>> Start DATASET RECORDS
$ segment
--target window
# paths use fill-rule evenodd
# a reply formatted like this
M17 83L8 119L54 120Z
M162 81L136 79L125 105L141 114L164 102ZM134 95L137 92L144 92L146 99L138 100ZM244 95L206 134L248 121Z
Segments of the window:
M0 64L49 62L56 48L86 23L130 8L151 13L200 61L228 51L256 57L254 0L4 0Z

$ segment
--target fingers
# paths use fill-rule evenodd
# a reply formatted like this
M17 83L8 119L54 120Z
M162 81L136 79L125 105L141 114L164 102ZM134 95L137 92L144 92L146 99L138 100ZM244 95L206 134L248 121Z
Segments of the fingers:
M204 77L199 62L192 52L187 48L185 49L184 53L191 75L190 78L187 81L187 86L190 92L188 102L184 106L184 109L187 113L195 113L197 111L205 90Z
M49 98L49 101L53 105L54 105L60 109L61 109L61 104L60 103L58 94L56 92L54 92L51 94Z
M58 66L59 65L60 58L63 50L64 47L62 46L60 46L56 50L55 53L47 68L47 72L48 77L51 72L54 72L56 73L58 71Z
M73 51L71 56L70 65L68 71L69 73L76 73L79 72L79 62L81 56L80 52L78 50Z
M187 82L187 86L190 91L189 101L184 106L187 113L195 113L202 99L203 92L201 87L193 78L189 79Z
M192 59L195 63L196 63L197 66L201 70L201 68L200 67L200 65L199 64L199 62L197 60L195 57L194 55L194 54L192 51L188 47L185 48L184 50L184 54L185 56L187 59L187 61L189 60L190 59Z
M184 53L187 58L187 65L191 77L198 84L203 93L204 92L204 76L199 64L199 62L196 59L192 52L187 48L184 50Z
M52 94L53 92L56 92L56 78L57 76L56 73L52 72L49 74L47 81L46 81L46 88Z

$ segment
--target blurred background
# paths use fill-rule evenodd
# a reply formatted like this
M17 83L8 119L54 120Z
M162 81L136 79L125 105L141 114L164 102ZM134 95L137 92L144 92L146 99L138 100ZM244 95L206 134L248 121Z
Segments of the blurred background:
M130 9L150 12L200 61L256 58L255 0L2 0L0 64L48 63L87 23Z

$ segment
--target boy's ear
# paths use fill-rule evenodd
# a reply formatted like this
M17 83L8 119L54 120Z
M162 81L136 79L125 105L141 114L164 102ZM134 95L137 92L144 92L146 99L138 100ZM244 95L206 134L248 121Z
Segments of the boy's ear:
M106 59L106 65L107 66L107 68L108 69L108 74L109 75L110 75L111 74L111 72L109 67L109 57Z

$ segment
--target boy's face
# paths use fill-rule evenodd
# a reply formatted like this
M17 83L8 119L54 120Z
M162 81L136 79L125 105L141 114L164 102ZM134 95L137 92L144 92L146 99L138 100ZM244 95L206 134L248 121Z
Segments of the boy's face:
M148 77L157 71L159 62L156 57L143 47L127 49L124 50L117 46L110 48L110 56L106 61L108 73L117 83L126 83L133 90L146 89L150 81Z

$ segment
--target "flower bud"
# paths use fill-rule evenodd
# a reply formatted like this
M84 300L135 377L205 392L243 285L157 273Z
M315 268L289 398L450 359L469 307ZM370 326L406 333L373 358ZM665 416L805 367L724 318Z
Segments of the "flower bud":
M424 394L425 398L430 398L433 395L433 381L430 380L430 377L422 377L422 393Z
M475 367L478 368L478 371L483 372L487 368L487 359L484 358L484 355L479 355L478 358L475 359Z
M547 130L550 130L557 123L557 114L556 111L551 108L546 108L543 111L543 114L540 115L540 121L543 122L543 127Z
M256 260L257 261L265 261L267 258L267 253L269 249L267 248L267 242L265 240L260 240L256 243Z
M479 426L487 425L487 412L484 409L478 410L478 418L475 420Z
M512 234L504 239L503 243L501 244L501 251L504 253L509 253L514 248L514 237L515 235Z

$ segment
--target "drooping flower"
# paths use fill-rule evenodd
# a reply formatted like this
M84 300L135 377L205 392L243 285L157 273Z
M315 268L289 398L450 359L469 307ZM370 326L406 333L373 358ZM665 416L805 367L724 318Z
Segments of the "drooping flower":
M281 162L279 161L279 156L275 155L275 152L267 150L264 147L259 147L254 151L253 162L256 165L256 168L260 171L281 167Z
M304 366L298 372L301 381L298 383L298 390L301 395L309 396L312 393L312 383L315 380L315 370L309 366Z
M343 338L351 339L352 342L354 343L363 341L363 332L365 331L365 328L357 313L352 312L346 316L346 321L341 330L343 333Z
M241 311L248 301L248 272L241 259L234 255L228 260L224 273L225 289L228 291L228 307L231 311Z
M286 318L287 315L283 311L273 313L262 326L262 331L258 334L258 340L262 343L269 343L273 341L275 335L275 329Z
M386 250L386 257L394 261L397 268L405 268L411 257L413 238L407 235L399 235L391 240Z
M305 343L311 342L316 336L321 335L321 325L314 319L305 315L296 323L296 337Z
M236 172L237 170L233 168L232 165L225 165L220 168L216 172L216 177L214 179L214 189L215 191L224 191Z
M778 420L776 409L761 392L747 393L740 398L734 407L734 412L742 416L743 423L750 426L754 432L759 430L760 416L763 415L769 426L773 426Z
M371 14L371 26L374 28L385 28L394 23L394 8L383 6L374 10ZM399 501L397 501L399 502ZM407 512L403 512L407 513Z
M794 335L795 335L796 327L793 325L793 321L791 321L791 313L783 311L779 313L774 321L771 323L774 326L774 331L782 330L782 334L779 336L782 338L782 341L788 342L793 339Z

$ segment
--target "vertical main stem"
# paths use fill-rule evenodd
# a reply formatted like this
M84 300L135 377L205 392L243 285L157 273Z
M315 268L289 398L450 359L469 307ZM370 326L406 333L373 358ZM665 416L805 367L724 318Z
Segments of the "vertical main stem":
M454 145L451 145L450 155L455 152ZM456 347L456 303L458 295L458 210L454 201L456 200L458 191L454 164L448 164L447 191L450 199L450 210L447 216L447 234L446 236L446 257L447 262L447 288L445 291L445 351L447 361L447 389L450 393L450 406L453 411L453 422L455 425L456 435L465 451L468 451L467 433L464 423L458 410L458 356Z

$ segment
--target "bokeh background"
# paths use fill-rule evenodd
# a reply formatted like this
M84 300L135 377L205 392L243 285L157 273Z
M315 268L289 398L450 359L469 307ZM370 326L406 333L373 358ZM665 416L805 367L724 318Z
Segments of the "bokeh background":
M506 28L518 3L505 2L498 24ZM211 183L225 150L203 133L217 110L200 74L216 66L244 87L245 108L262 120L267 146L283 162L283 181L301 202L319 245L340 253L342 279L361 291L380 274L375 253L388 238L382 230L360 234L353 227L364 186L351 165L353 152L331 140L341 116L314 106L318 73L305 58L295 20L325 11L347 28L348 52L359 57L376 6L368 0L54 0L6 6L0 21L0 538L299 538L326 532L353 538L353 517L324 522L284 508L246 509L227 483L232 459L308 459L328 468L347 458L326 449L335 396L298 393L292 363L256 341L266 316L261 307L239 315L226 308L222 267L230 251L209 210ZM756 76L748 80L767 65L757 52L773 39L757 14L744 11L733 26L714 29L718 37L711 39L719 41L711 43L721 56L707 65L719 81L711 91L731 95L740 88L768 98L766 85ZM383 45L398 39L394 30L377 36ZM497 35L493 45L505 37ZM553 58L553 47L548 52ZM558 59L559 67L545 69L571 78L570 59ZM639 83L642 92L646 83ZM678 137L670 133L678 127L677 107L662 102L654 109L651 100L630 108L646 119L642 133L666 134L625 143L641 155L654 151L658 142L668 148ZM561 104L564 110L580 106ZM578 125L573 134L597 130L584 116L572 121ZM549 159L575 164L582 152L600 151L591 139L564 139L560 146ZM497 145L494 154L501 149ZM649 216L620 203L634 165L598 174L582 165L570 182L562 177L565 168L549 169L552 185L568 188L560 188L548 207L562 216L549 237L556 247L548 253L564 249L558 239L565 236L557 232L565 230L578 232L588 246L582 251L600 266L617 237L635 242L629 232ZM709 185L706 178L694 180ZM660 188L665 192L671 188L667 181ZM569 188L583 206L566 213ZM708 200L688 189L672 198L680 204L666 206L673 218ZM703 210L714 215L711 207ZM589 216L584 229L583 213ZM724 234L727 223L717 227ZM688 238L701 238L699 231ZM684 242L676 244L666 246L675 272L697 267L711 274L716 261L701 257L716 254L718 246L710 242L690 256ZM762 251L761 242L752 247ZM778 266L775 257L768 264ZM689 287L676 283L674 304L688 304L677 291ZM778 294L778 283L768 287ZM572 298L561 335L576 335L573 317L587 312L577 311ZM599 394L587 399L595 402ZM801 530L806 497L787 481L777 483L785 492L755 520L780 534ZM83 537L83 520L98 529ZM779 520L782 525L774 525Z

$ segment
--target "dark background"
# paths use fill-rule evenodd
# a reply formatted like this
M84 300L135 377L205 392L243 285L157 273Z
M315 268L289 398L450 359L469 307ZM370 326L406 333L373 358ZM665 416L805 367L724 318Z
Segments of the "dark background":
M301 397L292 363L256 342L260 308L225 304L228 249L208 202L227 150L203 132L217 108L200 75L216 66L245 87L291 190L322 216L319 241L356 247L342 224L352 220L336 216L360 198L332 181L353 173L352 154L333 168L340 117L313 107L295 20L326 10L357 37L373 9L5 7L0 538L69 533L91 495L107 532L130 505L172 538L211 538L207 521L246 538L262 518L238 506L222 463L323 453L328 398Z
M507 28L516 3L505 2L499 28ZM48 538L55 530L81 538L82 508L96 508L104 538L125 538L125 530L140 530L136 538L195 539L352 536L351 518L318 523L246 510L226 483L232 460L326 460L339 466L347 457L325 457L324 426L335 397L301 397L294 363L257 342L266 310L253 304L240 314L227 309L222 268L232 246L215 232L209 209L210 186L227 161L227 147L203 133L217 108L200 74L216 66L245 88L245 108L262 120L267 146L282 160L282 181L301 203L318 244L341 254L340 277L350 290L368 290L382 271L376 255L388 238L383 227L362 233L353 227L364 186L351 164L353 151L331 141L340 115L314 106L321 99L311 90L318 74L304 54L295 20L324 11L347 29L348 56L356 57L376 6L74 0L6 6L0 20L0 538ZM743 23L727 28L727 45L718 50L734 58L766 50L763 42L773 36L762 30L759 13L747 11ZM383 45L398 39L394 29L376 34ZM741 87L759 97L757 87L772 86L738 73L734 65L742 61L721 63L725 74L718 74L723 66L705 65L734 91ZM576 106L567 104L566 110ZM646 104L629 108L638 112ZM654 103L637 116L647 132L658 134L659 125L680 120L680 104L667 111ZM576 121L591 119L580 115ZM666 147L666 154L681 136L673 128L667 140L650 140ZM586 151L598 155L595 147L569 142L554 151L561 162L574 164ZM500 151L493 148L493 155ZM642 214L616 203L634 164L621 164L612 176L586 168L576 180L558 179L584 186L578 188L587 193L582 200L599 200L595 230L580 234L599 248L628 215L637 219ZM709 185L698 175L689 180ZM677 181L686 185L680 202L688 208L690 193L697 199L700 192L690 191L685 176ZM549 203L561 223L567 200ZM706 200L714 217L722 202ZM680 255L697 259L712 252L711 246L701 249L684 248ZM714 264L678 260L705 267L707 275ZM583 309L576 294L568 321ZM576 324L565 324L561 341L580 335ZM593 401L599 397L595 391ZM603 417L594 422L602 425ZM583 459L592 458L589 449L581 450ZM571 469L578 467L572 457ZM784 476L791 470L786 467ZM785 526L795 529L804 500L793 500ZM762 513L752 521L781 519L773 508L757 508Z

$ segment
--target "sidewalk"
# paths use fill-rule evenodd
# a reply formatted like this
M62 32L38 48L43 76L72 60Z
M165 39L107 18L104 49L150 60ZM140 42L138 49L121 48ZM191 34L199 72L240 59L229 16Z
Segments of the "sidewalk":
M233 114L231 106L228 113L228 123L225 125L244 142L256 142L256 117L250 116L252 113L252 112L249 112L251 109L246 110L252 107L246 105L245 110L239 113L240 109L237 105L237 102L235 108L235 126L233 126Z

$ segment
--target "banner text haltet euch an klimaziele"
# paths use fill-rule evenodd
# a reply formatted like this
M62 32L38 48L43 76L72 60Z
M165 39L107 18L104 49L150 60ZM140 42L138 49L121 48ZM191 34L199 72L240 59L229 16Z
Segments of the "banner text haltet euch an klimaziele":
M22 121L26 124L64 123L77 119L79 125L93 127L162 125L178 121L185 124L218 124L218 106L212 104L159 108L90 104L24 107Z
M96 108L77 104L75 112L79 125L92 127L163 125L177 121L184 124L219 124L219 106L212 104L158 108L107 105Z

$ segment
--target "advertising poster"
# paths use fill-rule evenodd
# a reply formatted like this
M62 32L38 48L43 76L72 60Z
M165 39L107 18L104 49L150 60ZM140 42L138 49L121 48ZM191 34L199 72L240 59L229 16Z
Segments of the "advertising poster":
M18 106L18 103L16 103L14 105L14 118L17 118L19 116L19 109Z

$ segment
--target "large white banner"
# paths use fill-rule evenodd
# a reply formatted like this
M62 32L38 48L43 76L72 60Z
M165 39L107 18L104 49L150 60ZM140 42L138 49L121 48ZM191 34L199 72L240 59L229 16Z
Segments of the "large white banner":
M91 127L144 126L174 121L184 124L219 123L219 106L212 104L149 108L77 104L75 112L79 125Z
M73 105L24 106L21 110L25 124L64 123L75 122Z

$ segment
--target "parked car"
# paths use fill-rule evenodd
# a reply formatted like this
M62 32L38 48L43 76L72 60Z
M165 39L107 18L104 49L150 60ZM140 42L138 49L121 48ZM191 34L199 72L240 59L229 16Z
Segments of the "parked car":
>> End DATASET RECORDS
EXERCISE:
Transcribe the lines of the records word for word, starting at the first line and ending at the line that contains "M0 64L49 62L56".

WRITTEN RESPONSE:
$ segment
--target window
# paths use fill-rule evenodd
# a reply formatted like this
M17 83L8 119L54 120Z
M162 81L136 79L125 105L141 114L164 102ZM134 95L137 92L144 92L146 99L138 100ZM244 95L206 134L248 121Z
Segments of the window:
M0 64L49 62L56 48L86 23L130 8L151 13L200 61L228 51L256 57L254 0L4 0Z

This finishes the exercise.